Just get a schumacher 1072, everything else is junk.


----------



## dogbonekustoms (Feb 7, 2012)

i heard it only works if you drive long distances with it, otherwise wont make much of a diffrence. Considerin how it works it makes sense.
Im considering buyin one thou, since my daily is on juice, if nothin else it will keep the ''traditional'' charge time down.


----------



## droppen98 (Oct 29, 2002)

i have installed 4 or 5 of them i have only had a problem out of one and street charger them self told me what the problem was they have VERY good service i have had them rebuild a charger that was about 7 to 10 years old and it works perfectly i will not build a car with out one


----------



## dogbonekustoms (Feb 7, 2012)

^^^ So would you confirm what ive been told? Average day i would drive the car a few times, all between 10 minutes to half an hour, would it still help?


----------



## S10lifted (Nov 10, 2002)

If the car isn't driven a lot then you won't see the benefits of a Street charger. Imo you would benefit having one in your daily though.


----------



## droppen98 (Oct 29, 2002)

i put this in about a year ago the owner drives it to work its about a 15 to 20 min drive and the car has not seen a charger yet and lifts just as fast as the first day


----------



## dogbonekustoms (Feb 7, 2012)

nice, thats what i wanted to hear, n similar situation to mine. Thanx.
I guess ill start saving for one.


----------



## Lyrikalholokost (Jun 22, 2012)

Nice ! Guess im buying one after all ! My cutlass is my daily driver out of all my other cars jus cuz i like that one the best so itll def do good in my car


----------



## NFA Fabrication (May 30, 2012)

I'd also keep in mind that it is nice to know that it is there if you were to be stuck deep from home with near dead batteries. It may take a while, but nice to know it's there!


----------



## RiddinglowCR (Feb 26, 2008)

This topic helped me out a lot. I need something like this and looks like this is the best option. 

Is this still the only option available out there? This is a little up-priced even though it seems that its worth it.

Whats the best way to go?

:dunno:


----------



## moorevisual (May 14, 2009)

yep, the best option IMO. i have one and it works perfectly. someone on here is selling a 48v if that's what you need.


----------



## caddy4yaass (Jun 15, 2003)

moorevisual said:


> yep, the best option IMO. i have one and it works perfectly. someone on here is selling a 48v if that's what you need.


Yea theres a guy selling one in hydro parts section. He wont come off the price tho


----------



## debosix4 (Feb 2, 2007)

▶ [BRIEF 1]
Decide whether each statement agrees with the thread. For each one, answer yes or no and quote the words from the thread that settle it.
(a) droppen98 has installed 4 or 5 of the chargers and had trouble with only one.
(b) The car droppen98 put a charger in about a year ago has needed a separate charger several times since.
(c) The seller in the hydro parts section is willing to lower his price.
▶ [BRIEF 2]
Please extract the passage of the thread starting at "i put this in" and ending at "saving for one.".
The listing that comes after this thread was taken from a separate source.

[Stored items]
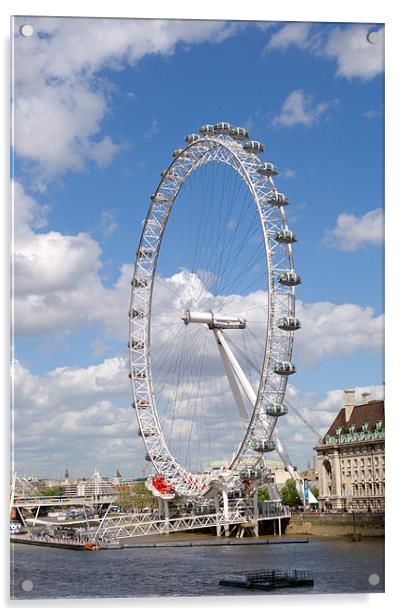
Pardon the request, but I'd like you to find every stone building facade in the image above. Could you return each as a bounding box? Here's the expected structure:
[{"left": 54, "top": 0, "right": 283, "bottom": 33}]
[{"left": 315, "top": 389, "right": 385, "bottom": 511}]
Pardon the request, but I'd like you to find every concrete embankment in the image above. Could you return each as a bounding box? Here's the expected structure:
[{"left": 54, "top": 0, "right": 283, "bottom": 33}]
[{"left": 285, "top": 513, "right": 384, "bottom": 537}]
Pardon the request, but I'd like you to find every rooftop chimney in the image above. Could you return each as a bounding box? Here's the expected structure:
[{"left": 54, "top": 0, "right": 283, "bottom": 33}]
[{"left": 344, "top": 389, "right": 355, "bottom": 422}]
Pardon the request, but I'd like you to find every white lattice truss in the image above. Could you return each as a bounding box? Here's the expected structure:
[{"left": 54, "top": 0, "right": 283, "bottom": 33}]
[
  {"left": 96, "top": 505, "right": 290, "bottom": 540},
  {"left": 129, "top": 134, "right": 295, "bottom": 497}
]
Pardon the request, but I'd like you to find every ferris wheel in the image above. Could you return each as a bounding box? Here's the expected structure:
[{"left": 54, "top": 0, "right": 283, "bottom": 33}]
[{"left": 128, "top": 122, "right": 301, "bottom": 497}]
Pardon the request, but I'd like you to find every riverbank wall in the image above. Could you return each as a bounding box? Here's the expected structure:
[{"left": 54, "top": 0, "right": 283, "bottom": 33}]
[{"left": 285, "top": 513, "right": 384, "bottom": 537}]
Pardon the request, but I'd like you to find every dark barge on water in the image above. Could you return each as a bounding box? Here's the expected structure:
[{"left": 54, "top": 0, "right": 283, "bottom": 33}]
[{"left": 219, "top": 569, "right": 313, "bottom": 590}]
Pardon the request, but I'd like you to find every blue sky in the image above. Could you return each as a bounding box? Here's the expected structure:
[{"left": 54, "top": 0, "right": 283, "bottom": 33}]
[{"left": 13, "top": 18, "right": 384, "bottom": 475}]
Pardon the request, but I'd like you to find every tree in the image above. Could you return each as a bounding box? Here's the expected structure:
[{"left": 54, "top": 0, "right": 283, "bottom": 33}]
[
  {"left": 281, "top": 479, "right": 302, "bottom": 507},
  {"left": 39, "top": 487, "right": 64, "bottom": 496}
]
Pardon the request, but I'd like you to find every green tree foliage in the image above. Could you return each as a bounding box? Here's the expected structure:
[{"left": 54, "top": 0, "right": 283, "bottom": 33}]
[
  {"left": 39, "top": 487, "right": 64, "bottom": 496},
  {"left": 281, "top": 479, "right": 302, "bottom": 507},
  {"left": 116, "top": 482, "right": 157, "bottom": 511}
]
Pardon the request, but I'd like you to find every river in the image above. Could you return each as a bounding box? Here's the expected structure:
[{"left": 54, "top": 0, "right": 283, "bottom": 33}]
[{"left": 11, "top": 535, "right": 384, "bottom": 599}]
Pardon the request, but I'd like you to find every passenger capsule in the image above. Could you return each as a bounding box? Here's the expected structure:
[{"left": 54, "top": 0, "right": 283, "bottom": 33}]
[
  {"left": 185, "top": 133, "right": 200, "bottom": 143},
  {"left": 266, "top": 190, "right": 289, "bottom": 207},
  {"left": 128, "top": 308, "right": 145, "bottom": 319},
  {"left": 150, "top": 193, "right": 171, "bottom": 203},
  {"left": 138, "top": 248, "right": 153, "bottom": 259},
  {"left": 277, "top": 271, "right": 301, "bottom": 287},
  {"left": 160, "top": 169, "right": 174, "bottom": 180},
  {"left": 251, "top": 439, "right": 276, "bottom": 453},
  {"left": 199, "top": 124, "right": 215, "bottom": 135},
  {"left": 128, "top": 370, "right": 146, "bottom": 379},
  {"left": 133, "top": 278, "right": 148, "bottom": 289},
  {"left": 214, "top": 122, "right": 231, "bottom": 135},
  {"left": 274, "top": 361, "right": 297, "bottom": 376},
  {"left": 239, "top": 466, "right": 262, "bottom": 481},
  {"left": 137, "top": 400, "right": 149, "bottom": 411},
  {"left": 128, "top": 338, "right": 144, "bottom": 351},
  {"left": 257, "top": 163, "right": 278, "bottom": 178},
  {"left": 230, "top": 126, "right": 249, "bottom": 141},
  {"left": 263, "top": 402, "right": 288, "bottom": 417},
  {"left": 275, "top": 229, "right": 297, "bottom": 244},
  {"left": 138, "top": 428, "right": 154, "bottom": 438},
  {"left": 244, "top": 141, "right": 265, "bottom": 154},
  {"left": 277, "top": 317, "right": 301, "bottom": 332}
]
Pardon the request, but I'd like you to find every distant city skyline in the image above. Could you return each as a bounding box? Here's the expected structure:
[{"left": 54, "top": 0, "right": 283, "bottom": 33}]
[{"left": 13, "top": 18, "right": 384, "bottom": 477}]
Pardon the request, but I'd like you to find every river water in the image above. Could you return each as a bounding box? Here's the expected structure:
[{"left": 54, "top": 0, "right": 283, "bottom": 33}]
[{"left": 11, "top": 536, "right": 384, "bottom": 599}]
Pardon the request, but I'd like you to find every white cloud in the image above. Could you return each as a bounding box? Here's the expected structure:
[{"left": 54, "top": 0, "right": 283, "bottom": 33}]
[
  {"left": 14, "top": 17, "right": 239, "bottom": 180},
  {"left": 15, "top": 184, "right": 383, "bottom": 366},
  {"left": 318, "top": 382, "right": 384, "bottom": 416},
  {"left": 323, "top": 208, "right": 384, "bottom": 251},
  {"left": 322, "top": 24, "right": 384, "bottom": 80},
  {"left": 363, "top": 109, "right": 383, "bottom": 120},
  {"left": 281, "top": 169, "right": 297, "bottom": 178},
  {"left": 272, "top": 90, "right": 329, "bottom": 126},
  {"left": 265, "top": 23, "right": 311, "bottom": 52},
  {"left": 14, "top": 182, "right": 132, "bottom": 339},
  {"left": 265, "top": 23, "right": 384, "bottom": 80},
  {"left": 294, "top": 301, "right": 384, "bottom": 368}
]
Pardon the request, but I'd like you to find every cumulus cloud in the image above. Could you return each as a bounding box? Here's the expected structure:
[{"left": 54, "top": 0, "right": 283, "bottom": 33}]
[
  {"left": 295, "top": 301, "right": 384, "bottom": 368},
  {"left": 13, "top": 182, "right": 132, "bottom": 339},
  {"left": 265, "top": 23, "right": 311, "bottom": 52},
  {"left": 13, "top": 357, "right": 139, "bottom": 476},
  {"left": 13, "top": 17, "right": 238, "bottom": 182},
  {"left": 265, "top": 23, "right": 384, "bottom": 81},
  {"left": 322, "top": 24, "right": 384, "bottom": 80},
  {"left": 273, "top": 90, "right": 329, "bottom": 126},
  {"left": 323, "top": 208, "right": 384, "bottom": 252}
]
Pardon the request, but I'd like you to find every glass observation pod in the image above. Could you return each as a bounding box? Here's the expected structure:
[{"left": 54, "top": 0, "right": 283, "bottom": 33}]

▶ [EXPECTED ANSWER 1]
(a) Yes: "i have installed 4 or 5 of them i have only had a problem out of one"
(b) No: "the car has not seen a charger yet"
(c) No: "He wont come off the price tho"

▶ [EXPECTED ANSWER 2]
i put this in about a year ago the owner drives it to work its about a 15 to 20 min drive and the car has not seen a charger yet and lifts just as fast as the first day


----------



## dogbonekustoms (Feb 7, 2012)

nice, thats what i wanted to hear, n similar situation to mine. Thanx.
I guess ill start saving for one.